***** Gösterilen metin *****

12 Eylül darbesinin ardından kendisi de Diyarbakır 5 Nolu Cezaevi’nde kalmış olan, Diyarbakır 78'liler Derneği Başkanı Abdulgani Alkan, işkence şikayetiyle yapılan 1500 suç duyurusunun zamanaşımı gerekçesiyle takipsizliğe uğradığını söyledi.
Alkan bianet’e yaptığı açıklamada, Diyarbakır Cumhuriyet Başsavcılığı’nın kararına itiraz edeceklerini ifade etti.
10bin sayfalık belge
Diyarbakır 78'liler Derneği bünyesindeki Gerçekleri Araştırma ve Adalet Komisyonu'nun altı yıllık çalışmaları kapsamında 517 tanık dinlendi, 10 bin sayfalık doküman toplandı.
Son dört yıl boyunca Diyarbakır 78’liler Derneği öncülüğünde Diyarbakır Cumhuriyet Başsavcılığı’na, toplu başvurular da dahil yaklaşık 1500 kişi suç duyurusu yaptı.
Başvurucular, Diyarbakır 5 Nolu Cezaevi’nde insanlıkdışı muamele gördüklerini, işkenceye uğradıklarını belirttiler.
Adli Tıp’tan rapor
Amaçlarının 1980-1984 arasında Diyarbakır Cezaevi'nde yaşananların açığa çıkarılması olduğunu söyleyen Alkan, “İlk başvuruların ardından bazı arkadaşımızın Adli Tıp Kurumu’ndan rapor alması istendi. İşkenceyi de belgeleyen bu raporları da Savcı Beyoğlu’na sunduk, dosyaya girdi” dedi. Yaklaşık 500 mağdur da savcılığa ifade verdi.

*****

Görevin amacı: Diyarbakır Cezaevi haberinde kişi ya da belge sayısı bildiren hangi rakamlar geçiyor? Her birini neyi saydığıyla birlikte yazın.

***** Veri satırları *****

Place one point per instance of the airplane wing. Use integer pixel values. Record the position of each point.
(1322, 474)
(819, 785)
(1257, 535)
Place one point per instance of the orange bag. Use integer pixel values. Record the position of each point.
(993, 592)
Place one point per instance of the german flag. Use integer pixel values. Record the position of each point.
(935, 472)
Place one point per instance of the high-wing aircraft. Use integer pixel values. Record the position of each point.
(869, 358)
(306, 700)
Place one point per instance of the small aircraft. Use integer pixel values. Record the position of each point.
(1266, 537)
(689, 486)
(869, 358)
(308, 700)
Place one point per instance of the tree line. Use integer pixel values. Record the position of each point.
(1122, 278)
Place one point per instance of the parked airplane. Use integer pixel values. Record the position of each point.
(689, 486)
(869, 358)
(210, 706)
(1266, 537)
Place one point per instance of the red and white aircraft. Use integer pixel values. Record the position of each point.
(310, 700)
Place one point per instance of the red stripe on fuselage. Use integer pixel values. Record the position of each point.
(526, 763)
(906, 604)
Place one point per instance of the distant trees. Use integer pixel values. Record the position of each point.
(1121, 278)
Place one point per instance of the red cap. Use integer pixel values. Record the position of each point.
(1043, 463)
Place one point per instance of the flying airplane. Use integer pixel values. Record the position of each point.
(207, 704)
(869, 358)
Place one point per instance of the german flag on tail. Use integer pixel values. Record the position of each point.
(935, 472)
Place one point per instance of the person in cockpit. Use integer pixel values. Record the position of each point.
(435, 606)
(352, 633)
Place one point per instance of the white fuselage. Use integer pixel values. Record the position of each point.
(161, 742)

*****

Tamamlanan alıştırma:
- Yaklaşık 1500: suç duyurusunda bulunan kişiler (takipsizlik kararı verilen suç duyuruları)
- 517: dinlenen tanıklar
- 10 bin: toplanan dokümanın sayfa sayısı
- Yaklaşık 500: savcılığa ifade veren mağdurlar